Nothing in the entries may differ when you return them.

[The data — start]

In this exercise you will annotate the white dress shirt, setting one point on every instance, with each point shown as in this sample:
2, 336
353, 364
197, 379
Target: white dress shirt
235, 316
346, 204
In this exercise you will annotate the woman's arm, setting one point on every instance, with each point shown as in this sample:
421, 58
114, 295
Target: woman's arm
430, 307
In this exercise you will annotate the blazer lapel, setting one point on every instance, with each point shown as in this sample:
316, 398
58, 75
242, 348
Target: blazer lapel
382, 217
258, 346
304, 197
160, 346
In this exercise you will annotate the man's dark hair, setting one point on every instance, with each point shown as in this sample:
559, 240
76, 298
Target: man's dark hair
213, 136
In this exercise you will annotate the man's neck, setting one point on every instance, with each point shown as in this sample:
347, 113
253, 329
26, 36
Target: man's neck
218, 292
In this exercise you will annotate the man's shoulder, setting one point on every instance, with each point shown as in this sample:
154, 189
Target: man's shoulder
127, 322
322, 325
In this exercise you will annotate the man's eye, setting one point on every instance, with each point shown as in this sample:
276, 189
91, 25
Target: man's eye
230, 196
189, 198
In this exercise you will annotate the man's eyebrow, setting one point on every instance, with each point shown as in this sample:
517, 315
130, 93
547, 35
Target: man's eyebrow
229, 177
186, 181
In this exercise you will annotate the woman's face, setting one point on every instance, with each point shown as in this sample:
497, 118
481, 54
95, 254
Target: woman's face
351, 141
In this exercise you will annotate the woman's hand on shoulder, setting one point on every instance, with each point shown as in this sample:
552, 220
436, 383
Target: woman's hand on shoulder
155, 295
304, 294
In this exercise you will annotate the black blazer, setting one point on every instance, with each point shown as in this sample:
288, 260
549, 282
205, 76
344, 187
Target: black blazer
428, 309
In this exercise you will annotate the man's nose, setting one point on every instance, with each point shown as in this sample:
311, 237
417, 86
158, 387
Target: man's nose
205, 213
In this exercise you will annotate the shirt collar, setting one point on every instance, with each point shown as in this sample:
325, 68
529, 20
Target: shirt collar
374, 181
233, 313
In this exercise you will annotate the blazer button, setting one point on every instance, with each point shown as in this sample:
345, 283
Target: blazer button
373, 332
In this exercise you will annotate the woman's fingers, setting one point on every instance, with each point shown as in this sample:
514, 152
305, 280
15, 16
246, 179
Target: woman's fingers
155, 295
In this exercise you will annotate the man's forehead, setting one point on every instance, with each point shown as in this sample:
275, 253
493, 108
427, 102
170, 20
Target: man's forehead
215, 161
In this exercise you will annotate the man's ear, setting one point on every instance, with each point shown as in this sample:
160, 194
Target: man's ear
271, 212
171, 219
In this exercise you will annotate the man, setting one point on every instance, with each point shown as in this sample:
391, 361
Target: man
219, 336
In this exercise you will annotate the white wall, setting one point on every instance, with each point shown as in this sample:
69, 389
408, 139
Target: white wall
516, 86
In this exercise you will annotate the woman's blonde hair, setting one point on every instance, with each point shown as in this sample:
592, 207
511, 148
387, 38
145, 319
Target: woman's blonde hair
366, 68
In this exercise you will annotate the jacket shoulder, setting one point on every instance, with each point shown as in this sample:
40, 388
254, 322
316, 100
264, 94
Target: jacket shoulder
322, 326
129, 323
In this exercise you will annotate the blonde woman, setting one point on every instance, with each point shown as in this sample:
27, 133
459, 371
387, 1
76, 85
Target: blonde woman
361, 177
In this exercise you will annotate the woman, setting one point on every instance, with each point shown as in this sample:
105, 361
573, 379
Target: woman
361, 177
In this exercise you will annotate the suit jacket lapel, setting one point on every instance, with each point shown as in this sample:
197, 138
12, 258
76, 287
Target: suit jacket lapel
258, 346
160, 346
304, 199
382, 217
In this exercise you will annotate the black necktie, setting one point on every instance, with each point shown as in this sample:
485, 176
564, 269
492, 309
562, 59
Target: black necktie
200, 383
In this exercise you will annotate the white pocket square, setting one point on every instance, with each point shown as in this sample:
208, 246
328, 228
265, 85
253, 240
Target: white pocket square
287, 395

[The data — finish]

Written answer:
In this exercise you will annotate the white dress shirt, setting one point on every instance, with each point shown as in this sample:
2, 336
353, 364
197, 379
Target: white dress shirt
235, 316
346, 204
In this exercise you will annotate the woman's arm, setting one point on every instance, with each point shown as in this sample:
421, 58
114, 295
Target: woman's arm
430, 307
In this exercise you will annotate the blazer lapel, setting one point on every instance, with each point shown as in this sample:
316, 398
58, 75
242, 348
Target: blazer lapel
382, 217
258, 346
304, 197
160, 346
In this exercise you will annotate the man's dark hair, setting one point on every instance, with each point shown as in this sample:
559, 240
76, 298
Target: man's dark hair
213, 136
In this exercise you will annotate the man's neck, setting one point on every instance, with each point shown as in this sample:
347, 113
253, 329
26, 36
Target: man's neck
218, 292
In this exercise you will annotate the man's shoulder, setting one point on every instance, with each point shown as in this sample:
154, 189
Target: man's shoulder
127, 322
322, 325
In this exercise you will annotate the man's eye, setting one point on every instance, with each point shown as in this sample:
276, 189
91, 25
Target: man's eye
230, 196
189, 198
In this exercise you will annotate the man's eyebrow, setting one point on every instance, with each point shown as in this sample:
517, 315
130, 93
547, 35
Target: man's eyebrow
229, 177
186, 181
In this exercise you will annotate the woman's face, setting one point on every instance, with each point shown as in this sample:
497, 118
481, 54
95, 254
Target: woman's face
351, 141
In this exercise you will annotate the woman's hand on shoulder, setting one point on every instance, with each point shown as in this sample:
552, 220
436, 383
Target: woman's hand on shoulder
155, 295
304, 294
In this exercise you will annotate the black blazer, setting one point on every instance, with each point shown as in this sample:
288, 260
549, 282
205, 76
344, 187
Target: black blazer
428, 309
In this exercise you will annotate the man's nose, setting one point on every instance, with each point shown as in this sample:
311, 237
417, 86
158, 387
Target: man's nose
205, 213
In this exercise you will annotate the shirt collar, setting one point on every instance, with each point shown as in this sample:
325, 68
529, 20
Target: shirt collar
374, 181
233, 313
In this exercise you will annotate the blazer button, setting one point on every instance, with each point shown as in this sample:
345, 283
Target: blazer button
373, 332
In this exercise you will annotate the woman's fingers, setting one point on every instance, with each point shown as in this sample:
514, 152
305, 280
15, 16
246, 179
Target: woman's fingers
155, 295
In this exercise you will annotate the man's forehead, setting one point on every instance, with each point shown as in this sample:
275, 253
493, 108
427, 102
170, 20
Target: man's forehead
215, 161
In this exercise you will annotate the man's ear, setting one point on every instance, with each point shown as in this sample:
160, 194
Target: man's ear
271, 212
171, 219
In this exercise you will annotate the man, setting one point on every instance, with each point shown as in this sample:
391, 361
Target: man
219, 336
In this exercise you will annotate the white wall, setting one point on every instance, with each point shown as in this sample:
69, 389
408, 139
Target: white wall
516, 86
In this exercise you will annotate the woman's blonde hair, setting one point on every instance, with each point shown as in this sample:
592, 207
511, 148
387, 38
145, 319
Target: woman's blonde hair
366, 68
In this exercise you will annotate the jacket shoulder, setting one point on every instance, with each point shown as in this sample:
40, 388
254, 322
316, 100
264, 94
Target: jacket shoulder
322, 326
129, 323
In this exercise you will annotate the blonde woman, setting one point on every instance, with each point shown as in this sample:
27, 133
459, 371
387, 1
76, 85
Target: blonde woman
361, 177
In this exercise you will annotate the woman, setting one point on every instance, with each point shown as in this sample:
105, 361
573, 379
Target: woman
361, 177
In this exercise you will annotate the suit jacket lapel, setting one point on every instance, with each point shown as in this sample:
197, 138
12, 258
76, 287
Target: suit jacket lapel
258, 346
160, 346
304, 199
382, 217
In this exercise you will annotate the black necktie, setting one point on every instance, with each point shown as in this sample:
485, 176
564, 269
492, 309
562, 59
Target: black necktie
200, 383
In this exercise you will annotate the white pocket square, setting one point on every instance, with each point shown as in this sample:
208, 246
328, 228
265, 85
253, 240
Target: white pocket square
287, 395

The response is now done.